EXERCISE >>
Convert the records, from the start through the line containing "68, 400, 84]]", into a two-column CSV with the headers request and answer. Give one row per request, enclosing each field in quotes and replacing line breaks with spaces.

TASK MATERIAL >>
"""

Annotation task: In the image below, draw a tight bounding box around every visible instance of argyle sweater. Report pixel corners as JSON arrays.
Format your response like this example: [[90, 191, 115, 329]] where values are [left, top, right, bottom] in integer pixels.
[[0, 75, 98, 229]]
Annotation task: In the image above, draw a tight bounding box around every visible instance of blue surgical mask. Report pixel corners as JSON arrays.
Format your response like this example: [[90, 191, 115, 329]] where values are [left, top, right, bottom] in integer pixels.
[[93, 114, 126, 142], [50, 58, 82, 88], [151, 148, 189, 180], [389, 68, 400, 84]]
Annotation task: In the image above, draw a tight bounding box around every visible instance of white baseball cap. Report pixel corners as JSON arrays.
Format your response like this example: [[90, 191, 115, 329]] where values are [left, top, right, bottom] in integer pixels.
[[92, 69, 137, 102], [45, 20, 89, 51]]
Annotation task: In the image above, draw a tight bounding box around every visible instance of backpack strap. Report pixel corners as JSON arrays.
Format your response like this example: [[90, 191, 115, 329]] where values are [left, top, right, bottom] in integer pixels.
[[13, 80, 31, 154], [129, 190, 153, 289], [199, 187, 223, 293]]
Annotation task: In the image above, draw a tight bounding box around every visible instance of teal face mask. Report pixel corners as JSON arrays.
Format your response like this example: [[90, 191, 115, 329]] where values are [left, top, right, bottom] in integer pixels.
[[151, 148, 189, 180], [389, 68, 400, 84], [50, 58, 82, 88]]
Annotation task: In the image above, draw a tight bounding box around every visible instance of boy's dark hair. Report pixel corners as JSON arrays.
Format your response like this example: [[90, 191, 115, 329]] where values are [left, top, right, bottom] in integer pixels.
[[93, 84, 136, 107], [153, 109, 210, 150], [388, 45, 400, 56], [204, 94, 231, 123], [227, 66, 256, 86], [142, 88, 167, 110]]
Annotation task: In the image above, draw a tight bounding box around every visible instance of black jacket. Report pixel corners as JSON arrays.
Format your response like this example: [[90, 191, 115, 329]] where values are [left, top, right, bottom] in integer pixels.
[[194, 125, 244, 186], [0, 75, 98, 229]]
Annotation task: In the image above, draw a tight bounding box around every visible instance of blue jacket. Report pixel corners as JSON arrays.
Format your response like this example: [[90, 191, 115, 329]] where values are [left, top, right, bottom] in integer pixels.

"""

RESPONSE TO THIS EXERCISE >>
request,answer
"Annotation task: In the image below, draw a tight bounding box around every visible instance of argyle sweater. Report pixel corners as JSON arrays. Format your response like this example: [[90, 191, 115, 329]] where values are [left, top, right, bottom] in integer pixels.","[[0, 75, 98, 229]]"
"Annotation task: In the image above, draw a tight bounding box around every visible instance of blue surgical mask. Report pixel corners as JSON arrays. Format your response like this example: [[90, 191, 115, 329]] where values are [left, top, right, bottom] in integer pixels.","[[93, 114, 126, 142], [50, 58, 82, 88], [151, 148, 189, 180], [389, 68, 400, 84]]"